▶ Your objective:
Reproduce every line of the listing below exactly.

▶ Available data:
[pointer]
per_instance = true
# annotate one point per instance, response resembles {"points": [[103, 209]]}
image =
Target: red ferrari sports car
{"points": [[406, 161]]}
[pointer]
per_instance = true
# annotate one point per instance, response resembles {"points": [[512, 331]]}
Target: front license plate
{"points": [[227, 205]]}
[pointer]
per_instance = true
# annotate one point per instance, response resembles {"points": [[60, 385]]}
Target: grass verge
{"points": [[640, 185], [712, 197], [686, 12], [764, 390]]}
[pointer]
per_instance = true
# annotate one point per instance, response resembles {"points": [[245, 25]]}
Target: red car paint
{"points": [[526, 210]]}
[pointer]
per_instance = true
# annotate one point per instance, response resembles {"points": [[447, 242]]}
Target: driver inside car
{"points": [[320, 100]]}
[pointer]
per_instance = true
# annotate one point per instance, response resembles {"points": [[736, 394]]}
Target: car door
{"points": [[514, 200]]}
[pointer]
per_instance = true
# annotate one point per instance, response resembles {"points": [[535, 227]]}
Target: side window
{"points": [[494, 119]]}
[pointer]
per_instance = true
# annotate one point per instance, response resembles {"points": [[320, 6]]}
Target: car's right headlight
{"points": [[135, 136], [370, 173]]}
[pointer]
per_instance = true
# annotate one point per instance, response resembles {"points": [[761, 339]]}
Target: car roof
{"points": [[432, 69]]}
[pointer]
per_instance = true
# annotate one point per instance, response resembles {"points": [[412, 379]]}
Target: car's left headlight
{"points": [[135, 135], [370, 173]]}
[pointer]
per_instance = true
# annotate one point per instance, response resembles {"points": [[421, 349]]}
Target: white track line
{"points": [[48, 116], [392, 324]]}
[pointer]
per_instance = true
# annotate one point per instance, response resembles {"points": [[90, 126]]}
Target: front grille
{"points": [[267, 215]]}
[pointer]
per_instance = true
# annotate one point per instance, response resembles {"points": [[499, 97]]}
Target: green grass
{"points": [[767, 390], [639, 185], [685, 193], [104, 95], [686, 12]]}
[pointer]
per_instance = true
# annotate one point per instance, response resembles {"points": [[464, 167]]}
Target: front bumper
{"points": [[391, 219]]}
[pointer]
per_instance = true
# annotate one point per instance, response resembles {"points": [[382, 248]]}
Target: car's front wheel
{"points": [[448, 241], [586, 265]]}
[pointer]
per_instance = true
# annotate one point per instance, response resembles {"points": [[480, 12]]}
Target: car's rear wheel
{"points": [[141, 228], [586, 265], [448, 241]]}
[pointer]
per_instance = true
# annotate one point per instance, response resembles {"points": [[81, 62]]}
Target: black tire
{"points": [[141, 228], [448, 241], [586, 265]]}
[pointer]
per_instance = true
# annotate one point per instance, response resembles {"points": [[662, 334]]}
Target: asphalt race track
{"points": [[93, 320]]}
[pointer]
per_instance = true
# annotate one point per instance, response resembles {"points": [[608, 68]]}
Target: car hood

▶ The completed task:
[pointer]
per_instance = true
# annotate one point per instance, response resembles {"points": [[103, 209]]}
image =
Target: red ferrari sports car
{"points": [[406, 161]]}
[pointer]
per_instance = true
# annotate one point per instance, response resembles {"points": [[512, 331]]}
Target: front license plate
{"points": [[227, 205]]}
[pointer]
per_instance = true
# annotate one point per instance, response resembles {"points": [[60, 385]]}
Target: grass verge
{"points": [[640, 185], [712, 197], [686, 12], [764, 390]]}
[pointer]
per_instance = true
# annotate one point per instance, response resembles {"points": [[245, 25]]}
Target: red car paint
{"points": [[526, 210]]}
[pointer]
per_instance = true
# annotate one point per instance, response resembles {"points": [[447, 242]]}
Target: driver inside car
{"points": [[320, 100]]}
[pointer]
per_instance = true
# annotate one point per instance, response resembles {"points": [[736, 394]]}
Target: car door
{"points": [[514, 200]]}
[pointer]
per_instance = true
# annotate one point per instance, response resembles {"points": [[535, 227]]}
Target: side window
{"points": [[494, 119]]}
[pointer]
per_instance = true
# annotate one point per instance, response resembles {"points": [[320, 6]]}
Target: car's right headlight
{"points": [[135, 136], [370, 173]]}
[pointer]
per_instance = true
# annotate one point per instance, response resembles {"points": [[761, 339]]}
Target: car roof
{"points": [[432, 69]]}
[pointer]
per_instance = true
# annotate one point per instance, response resembles {"points": [[412, 379]]}
Target: car's left headlight
{"points": [[135, 135], [370, 173]]}
[pointer]
per_instance = true
# annotate one point per instance, response resembles {"points": [[421, 349]]}
Target: white track line
{"points": [[48, 116], [392, 324]]}
[pointer]
per_instance = true
# annotate one point per instance, response resembles {"points": [[90, 126]]}
Target: front grille
{"points": [[267, 215]]}
[pointer]
per_instance = true
# annotate one point per instance, response resembles {"points": [[499, 97]]}
Target: green grass
{"points": [[767, 390], [639, 185], [685, 193], [104, 95], [686, 12]]}
[pointer]
per_instance = true
# annotate one point per instance, response resembles {"points": [[464, 167]]}
Target: front bumper
{"points": [[391, 219]]}
[pointer]
per_instance = true
# annotate one point per instance, response resembles {"points": [[382, 248]]}
Target: car's front wheel
{"points": [[448, 241], [586, 265]]}
[pointer]
per_instance = true
# annotate one point per instance, response resembles {"points": [[480, 12]]}
Target: car's rear wheel
{"points": [[141, 228], [586, 265], [448, 241]]}
[pointer]
per_instance = true
# annotate one point per instance, response resembles {"points": [[81, 62]]}
Target: black tire
{"points": [[141, 228], [448, 241], [586, 265]]}
[pointer]
per_instance = true
# annotate one point per instance, response resembles {"points": [[662, 334]]}
Target: asphalt race track
{"points": [[93, 320]]}
[pointer]
per_instance = true
# annotate one point per instance, response resembles {"points": [[608, 68]]}
Target: car hood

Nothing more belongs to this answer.